## DATA FOR ANALYSIS
*** Block opens ***

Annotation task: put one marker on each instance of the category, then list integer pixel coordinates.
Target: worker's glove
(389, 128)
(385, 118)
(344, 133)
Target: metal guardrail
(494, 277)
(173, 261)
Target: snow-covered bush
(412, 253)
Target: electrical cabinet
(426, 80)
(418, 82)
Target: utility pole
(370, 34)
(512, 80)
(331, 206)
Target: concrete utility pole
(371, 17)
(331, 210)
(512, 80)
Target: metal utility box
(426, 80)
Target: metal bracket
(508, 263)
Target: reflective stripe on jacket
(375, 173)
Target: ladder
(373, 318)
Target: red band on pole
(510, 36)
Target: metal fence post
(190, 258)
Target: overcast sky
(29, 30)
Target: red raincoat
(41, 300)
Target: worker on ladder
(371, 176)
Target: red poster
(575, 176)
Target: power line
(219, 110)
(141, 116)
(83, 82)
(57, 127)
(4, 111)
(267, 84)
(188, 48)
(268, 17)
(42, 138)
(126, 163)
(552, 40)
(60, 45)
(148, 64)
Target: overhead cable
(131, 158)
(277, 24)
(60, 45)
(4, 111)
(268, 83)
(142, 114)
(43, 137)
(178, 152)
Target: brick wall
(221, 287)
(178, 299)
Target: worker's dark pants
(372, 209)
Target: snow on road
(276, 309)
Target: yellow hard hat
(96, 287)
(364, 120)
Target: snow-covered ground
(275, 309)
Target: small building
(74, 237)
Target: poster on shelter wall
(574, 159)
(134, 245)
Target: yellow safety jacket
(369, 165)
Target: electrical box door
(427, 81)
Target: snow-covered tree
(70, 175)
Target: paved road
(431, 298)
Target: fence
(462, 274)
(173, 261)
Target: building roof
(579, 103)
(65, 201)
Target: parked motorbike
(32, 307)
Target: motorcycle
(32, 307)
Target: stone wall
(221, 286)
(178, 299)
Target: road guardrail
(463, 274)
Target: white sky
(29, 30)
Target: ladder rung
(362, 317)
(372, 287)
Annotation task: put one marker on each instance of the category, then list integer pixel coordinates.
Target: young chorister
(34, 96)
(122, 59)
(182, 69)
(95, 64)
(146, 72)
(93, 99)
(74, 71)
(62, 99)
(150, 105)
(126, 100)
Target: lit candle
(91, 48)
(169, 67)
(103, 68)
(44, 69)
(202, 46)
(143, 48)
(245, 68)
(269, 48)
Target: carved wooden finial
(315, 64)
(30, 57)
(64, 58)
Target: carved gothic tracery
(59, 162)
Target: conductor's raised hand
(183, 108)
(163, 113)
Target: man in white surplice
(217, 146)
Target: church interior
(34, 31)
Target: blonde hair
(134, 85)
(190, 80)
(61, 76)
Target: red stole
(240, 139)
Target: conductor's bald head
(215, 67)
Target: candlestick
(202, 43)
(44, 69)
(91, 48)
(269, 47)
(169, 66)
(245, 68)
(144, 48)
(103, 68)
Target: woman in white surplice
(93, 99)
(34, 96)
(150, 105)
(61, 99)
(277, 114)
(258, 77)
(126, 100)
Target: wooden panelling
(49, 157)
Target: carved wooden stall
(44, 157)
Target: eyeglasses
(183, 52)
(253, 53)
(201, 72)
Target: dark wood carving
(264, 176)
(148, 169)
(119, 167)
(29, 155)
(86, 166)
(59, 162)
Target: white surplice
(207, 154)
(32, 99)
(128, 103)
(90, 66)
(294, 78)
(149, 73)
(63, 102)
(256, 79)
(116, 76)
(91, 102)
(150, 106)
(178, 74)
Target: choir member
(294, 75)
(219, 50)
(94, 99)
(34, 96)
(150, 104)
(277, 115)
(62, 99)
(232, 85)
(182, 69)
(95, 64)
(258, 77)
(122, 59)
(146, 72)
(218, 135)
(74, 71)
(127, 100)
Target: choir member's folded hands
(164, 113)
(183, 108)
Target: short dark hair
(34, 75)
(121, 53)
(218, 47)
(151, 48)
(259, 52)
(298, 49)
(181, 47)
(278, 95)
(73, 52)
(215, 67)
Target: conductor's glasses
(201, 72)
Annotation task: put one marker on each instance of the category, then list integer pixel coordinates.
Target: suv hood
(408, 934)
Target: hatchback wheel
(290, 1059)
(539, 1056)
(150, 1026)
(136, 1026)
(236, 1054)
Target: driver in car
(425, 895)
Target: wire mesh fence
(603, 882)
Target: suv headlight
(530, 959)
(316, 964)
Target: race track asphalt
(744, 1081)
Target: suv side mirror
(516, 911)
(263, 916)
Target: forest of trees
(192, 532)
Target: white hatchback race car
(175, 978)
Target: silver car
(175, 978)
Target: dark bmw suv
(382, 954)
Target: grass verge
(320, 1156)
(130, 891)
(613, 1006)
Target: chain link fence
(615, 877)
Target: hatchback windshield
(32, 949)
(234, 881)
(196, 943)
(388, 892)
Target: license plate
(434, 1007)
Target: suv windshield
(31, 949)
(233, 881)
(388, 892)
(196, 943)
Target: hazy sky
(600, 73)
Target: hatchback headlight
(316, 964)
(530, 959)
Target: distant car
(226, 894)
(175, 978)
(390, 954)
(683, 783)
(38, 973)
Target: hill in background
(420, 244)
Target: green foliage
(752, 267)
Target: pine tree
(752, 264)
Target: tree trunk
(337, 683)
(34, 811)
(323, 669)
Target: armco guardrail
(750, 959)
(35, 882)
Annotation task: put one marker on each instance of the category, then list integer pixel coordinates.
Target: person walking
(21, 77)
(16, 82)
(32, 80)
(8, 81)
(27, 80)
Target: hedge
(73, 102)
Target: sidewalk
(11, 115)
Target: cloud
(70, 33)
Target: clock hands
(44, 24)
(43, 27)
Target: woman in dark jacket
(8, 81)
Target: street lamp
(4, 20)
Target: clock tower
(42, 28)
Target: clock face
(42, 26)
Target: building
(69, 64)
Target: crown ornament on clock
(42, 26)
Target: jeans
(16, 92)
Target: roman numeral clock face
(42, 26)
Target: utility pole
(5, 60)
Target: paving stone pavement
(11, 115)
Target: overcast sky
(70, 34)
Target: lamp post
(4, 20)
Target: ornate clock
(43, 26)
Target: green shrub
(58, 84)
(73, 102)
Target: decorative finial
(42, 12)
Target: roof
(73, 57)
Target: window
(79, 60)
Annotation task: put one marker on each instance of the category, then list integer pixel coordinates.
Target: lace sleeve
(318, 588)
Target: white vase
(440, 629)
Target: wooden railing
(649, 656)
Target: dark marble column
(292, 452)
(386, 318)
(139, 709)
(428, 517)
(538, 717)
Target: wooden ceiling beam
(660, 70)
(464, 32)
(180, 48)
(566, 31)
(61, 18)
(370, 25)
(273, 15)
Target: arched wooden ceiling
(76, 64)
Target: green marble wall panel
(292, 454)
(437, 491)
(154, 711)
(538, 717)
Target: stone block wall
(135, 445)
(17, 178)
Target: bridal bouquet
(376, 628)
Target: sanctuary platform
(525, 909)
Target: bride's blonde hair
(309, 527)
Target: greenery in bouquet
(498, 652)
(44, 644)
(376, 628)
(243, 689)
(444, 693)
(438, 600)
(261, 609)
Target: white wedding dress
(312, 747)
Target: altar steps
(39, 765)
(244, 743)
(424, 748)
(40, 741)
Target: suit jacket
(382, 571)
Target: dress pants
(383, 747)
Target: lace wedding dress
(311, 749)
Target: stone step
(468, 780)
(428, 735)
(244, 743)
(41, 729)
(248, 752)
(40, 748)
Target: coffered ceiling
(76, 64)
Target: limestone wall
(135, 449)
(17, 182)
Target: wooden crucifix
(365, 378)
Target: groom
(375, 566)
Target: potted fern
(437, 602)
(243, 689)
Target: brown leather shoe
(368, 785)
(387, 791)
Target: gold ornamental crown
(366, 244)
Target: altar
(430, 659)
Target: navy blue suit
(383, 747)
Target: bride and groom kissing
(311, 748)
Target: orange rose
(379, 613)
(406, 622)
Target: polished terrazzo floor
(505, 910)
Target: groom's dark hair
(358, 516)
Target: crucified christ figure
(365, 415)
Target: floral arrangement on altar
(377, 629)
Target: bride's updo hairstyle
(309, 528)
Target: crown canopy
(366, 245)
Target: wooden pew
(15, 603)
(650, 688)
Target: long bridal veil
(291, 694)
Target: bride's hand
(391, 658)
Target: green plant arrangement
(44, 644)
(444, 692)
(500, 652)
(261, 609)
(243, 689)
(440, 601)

*** Block closes ***

## PROBLEM STATEMENT
Exactly the lines from the one containing "Target: polished terrazzo floor" through the end of the records should be reproduced, and no others.

## SOLUTION TO THE PROBLEM
Target: polished terrazzo floor
(505, 910)
Target: groom's dark hair
(358, 516)
Target: crucified christ figure
(365, 415)
Target: floral arrangement on altar
(377, 629)
Target: bride's updo hairstyle
(309, 528)
Target: crown canopy
(366, 245)
Target: wooden pew
(15, 603)
(650, 688)
Target: long bridal veil
(291, 694)
Target: bride's hand
(391, 658)
Target: green plant arrangement
(44, 644)
(444, 692)
(500, 652)
(261, 609)
(243, 689)
(440, 601)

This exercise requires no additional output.